─── QUOTED PASSAGE
The Definition of a Sports Widow
July 9, 2007 10:04 PM | 0 Comments
Each day, our nation’s television and cable networks, radio stations, newspapers, magazines and Internet devote an astounding amount of time, space and money to reporting about sports to the sports-savvy.
Drive through any major metropolitan area, and sports facilities, shrines to our national obsession, dominate the skyline; sports bars teem with rowdy, beer-swilling fans; politicians regularly debate how much we should invest in sports facilities and franchises; and sports/athletic gear is a wardrobe staple.
In the U.S. alone, there are well over 62 million sports fans and at least 19 million sports addicts, and they are 92% male, ages 18-54. (See more details in my entry entitled The Definition of a Sports Fan.)
If you think about it, conservatively, behind these sports fans at least half -- or 40 million – have a disenfranchised wife, girlfriend, mother, partner or reluctant companion, who is overshadowed or excluded from “The Club.”
These are the Sports Widows.
So, with a constituency this large, I ask you… Where’s the rebuttal? Where’s the foil? Who’s commiserating with, interpreting for, negotiating for and most importantly cheering for the OTHER team?
No one…
Until now.
Enter sportswidow.com, the web site designed for my people, the Sports Widow Nation.
──────
─── RECORD EXCERPTS
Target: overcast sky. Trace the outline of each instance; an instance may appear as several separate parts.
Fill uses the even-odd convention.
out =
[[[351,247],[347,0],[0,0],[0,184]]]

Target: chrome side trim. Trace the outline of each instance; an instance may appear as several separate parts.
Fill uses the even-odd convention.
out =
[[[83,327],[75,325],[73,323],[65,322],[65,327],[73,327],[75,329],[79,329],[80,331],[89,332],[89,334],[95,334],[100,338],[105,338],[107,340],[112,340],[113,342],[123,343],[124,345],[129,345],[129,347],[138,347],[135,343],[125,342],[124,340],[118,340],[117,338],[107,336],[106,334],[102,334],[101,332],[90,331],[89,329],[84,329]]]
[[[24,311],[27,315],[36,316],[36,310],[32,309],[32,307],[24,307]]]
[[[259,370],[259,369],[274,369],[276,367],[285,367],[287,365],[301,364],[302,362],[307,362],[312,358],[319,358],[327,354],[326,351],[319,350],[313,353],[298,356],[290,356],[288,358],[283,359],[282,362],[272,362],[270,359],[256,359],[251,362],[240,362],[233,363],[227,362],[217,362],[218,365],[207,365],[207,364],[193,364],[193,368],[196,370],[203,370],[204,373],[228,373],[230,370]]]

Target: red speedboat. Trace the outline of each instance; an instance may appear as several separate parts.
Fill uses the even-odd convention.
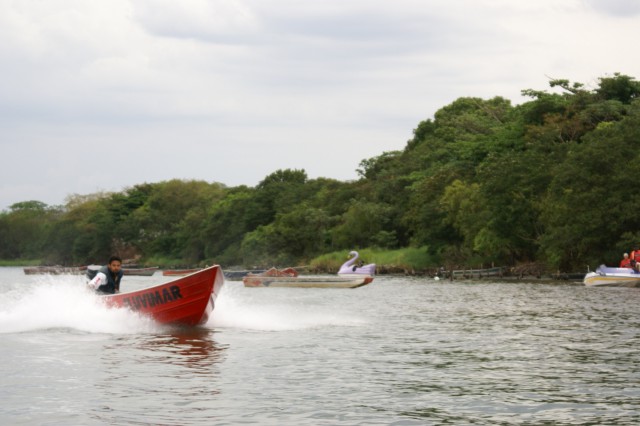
──────
▶ **THE TASKS**:
A – Answer these about the sports widow post:
(i) On what date was the post published?
(ii) What percentage of U.S. sports fans and addicts are male?
(iii) What web site does the post introduce?
B – From the sports widow post, transcribe the passage starting at "The Definition of a Sports Widow" and ending at "to the sports-savvy.".

▶ **RESULTS**:
A –
(i) July 9, 2007
(ii) 92%
(iii) sportswidow.com

B –
The Definition of a Sports Widow
July 9, 2007 10:04 PM | 0 Comments
Each day, our nation’s television and cable networks, radio stations, newspapers, magazines and Internet devote an astounding amount of time, space and money to reporting about sports to the sports-savvy.